— Direction —
Both the line containing "Provide one point per instance of the palm tree crown, each" and the last line of the listing are included: write out exactly the lines from one to the other.

[Pointing records]

※ ※ ※

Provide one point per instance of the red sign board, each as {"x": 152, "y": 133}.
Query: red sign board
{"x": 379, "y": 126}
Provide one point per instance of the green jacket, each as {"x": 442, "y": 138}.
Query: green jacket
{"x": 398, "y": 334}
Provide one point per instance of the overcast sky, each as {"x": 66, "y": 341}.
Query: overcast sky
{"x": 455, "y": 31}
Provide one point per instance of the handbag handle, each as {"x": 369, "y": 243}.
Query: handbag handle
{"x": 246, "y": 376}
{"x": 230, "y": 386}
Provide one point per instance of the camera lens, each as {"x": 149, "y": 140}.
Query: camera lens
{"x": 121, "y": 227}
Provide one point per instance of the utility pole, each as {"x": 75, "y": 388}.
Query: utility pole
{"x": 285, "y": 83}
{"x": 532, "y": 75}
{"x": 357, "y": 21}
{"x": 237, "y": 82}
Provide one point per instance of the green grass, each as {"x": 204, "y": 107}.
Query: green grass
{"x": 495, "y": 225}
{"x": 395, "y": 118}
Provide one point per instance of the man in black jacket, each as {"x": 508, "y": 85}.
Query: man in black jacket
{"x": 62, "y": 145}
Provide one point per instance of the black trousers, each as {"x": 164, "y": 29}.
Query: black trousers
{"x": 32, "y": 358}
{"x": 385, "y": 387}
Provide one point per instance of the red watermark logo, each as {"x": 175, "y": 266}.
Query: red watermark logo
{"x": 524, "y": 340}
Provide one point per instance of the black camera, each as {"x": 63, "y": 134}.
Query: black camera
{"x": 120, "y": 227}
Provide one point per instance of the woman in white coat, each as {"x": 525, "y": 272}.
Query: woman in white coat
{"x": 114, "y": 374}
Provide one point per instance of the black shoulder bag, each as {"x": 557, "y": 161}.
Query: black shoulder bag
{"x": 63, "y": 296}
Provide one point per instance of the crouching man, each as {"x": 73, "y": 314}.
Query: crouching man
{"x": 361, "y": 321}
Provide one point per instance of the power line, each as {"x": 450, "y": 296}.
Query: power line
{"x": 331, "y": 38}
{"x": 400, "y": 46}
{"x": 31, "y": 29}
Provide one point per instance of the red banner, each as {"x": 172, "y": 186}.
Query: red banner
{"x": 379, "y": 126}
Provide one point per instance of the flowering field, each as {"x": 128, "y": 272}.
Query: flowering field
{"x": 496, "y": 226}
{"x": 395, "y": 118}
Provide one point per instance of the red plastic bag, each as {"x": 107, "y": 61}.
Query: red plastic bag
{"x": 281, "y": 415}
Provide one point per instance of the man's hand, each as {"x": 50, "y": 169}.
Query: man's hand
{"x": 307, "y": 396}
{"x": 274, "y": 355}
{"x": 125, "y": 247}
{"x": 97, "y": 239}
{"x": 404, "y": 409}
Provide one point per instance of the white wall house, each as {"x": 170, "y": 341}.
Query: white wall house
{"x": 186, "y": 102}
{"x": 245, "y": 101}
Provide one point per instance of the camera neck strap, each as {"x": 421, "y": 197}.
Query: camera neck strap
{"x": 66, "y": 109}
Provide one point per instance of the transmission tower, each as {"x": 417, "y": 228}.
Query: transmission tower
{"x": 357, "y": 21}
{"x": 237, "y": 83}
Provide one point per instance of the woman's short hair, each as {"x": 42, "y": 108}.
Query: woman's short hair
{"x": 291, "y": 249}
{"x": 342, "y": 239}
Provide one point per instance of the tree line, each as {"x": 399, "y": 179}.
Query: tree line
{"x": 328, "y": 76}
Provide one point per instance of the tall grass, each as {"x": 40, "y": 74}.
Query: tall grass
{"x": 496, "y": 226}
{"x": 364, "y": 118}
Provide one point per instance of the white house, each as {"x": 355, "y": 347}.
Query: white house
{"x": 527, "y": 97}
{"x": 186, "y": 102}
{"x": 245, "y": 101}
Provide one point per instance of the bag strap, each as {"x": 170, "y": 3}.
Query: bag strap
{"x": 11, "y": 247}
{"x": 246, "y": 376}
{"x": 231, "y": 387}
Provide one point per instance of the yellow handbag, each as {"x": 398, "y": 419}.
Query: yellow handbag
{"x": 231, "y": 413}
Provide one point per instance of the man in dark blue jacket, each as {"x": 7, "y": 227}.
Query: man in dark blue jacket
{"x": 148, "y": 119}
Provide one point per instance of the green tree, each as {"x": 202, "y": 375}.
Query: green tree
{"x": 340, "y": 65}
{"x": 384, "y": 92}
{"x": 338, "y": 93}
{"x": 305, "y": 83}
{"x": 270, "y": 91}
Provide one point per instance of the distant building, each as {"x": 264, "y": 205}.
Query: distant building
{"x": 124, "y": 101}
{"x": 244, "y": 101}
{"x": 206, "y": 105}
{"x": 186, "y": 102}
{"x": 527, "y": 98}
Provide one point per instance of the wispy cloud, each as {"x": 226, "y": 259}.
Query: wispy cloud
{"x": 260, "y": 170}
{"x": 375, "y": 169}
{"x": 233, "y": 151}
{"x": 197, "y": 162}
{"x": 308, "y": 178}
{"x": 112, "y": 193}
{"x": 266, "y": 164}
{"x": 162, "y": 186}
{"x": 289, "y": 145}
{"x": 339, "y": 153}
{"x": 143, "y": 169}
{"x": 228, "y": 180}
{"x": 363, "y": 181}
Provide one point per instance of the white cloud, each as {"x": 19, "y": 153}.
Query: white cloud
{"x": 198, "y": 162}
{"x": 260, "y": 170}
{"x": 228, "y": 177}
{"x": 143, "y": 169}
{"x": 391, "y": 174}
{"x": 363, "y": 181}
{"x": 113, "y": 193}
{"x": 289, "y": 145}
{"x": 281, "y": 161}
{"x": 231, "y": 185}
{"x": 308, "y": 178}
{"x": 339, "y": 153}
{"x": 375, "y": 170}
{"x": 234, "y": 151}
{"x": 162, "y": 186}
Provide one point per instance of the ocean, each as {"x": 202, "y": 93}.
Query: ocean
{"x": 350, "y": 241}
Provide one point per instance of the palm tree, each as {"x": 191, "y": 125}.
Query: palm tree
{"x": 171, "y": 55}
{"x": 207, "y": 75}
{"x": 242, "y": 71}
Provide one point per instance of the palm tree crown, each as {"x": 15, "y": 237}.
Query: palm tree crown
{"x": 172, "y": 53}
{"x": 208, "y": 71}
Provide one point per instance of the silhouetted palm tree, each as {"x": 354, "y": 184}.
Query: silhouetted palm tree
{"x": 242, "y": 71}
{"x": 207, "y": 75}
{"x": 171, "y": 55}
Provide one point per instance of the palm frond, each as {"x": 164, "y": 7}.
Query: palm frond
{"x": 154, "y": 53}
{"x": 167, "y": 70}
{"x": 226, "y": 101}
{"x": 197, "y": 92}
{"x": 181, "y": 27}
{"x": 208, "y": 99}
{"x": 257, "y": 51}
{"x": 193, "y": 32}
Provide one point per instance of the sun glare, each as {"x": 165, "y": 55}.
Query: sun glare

※ ※ ※

— Output of the task —
Provide one point per instance of the palm tree crown, each as {"x": 15, "y": 237}.
Query: palm tree crown
{"x": 172, "y": 53}
{"x": 208, "y": 71}
Provide one point per instance of the silhouetted palm tree, each as {"x": 354, "y": 184}.
Query: silhouetted palm tree
{"x": 242, "y": 71}
{"x": 207, "y": 75}
{"x": 171, "y": 55}
Provide one point per instance of the palm frond, each as {"x": 164, "y": 7}.
Query: palm frond
{"x": 154, "y": 53}
{"x": 167, "y": 70}
{"x": 226, "y": 101}
{"x": 197, "y": 92}
{"x": 181, "y": 27}
{"x": 208, "y": 99}
{"x": 257, "y": 51}
{"x": 193, "y": 32}
Provide one point per instance of the sun glare, each as {"x": 165, "y": 55}.
Query: sun glare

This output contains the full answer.